#### Work instructions
Below are the entries; give again exactly the lines from the one mentioning "like [961, 622]." through the one mentioning "like [333, 496].", inclusive.

#### Data for analysis
----
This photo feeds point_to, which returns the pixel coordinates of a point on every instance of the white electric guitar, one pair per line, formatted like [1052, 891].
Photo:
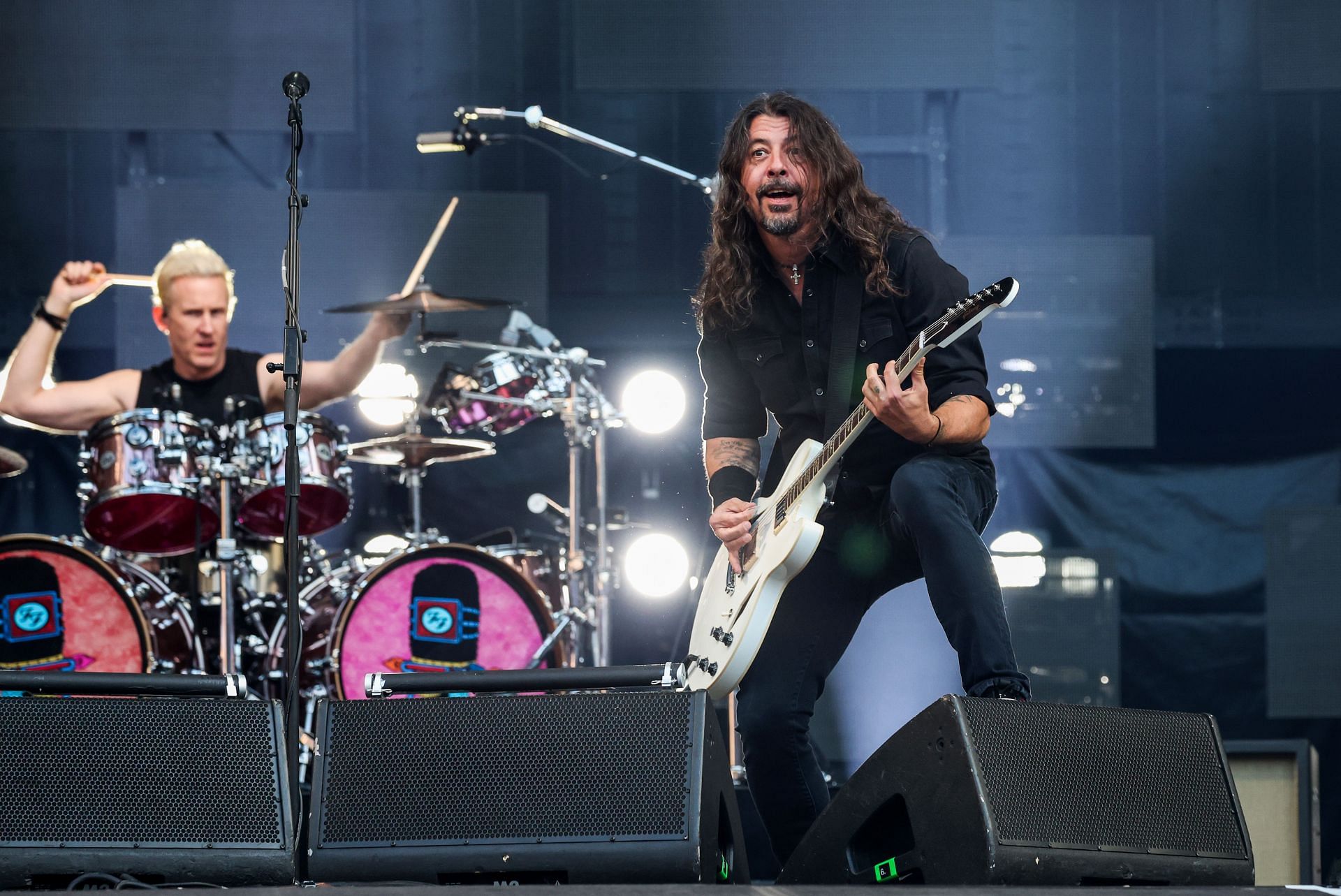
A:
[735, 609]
----
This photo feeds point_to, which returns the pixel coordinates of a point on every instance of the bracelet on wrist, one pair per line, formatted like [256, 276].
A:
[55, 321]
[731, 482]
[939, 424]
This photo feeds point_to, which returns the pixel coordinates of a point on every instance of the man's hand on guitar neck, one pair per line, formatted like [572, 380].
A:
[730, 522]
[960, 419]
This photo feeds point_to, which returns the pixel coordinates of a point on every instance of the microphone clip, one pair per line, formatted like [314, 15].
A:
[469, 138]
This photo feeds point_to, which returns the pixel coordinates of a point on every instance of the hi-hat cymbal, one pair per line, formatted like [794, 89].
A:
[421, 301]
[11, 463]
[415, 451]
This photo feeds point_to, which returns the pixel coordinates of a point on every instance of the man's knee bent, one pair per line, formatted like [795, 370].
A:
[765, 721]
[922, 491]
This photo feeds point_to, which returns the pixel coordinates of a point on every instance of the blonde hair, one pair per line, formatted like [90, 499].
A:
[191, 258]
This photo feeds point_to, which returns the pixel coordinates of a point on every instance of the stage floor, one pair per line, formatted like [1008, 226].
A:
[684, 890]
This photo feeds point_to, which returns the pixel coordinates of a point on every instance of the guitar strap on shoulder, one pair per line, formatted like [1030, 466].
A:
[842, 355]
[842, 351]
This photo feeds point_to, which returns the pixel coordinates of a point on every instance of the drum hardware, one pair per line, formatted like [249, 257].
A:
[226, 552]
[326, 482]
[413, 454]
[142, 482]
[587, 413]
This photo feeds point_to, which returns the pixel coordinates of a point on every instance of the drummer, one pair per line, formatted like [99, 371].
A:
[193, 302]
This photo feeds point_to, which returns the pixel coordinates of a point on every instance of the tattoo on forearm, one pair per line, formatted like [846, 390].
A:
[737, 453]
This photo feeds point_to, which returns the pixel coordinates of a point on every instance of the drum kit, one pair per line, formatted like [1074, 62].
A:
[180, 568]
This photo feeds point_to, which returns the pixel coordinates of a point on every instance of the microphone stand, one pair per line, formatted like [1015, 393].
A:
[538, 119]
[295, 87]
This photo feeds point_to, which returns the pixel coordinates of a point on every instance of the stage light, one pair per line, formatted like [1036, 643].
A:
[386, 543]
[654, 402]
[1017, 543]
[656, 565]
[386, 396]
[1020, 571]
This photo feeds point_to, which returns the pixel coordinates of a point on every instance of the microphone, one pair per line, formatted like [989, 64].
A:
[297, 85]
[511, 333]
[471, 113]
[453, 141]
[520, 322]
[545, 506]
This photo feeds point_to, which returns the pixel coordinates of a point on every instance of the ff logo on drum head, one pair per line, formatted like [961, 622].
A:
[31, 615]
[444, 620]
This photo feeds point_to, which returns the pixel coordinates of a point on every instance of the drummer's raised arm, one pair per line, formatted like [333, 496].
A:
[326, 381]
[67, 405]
----
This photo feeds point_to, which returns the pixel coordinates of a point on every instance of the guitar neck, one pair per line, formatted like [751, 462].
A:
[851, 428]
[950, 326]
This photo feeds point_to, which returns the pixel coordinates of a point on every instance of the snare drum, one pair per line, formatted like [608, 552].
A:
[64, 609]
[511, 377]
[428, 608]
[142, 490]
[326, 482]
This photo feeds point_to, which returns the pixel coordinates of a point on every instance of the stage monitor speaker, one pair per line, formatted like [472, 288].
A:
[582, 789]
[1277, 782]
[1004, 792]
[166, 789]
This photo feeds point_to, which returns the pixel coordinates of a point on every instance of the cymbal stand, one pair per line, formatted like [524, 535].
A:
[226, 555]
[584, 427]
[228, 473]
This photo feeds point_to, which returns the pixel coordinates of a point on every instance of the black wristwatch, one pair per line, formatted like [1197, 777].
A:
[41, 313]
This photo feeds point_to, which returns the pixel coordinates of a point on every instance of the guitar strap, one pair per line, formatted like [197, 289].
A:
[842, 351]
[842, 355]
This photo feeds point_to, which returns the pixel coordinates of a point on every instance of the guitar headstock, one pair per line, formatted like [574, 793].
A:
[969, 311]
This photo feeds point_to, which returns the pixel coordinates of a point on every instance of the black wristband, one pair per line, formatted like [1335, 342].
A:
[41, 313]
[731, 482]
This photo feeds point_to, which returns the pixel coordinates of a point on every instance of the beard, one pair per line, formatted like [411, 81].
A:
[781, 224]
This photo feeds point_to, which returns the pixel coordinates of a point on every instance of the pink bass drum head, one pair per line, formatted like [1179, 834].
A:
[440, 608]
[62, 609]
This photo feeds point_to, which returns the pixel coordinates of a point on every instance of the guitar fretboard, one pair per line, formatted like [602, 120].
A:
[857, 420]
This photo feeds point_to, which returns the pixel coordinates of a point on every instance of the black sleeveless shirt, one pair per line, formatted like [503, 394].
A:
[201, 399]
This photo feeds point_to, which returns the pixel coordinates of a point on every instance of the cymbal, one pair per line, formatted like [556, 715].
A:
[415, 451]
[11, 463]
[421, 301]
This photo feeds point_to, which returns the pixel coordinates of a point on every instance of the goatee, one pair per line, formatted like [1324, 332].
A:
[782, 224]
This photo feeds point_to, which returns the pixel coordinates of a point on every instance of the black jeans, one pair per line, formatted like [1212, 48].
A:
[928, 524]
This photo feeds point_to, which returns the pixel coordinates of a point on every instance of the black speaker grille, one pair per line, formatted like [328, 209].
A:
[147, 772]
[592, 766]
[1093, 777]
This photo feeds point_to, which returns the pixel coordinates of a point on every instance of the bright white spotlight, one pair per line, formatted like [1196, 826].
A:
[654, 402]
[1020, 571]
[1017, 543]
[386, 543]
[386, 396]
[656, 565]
----
#### Solution for this problem
This photo feeds point_to, which returns the pixel coordinates of a point on every instance of the ff logo on drum head, one pair per line, formatted like [961, 622].
A:
[31, 615]
[444, 620]
This photo feeds point_to, which returns the pixel coordinates of a point on every instance of the drummer's raised arm, one pair per line, formatted like [333, 496].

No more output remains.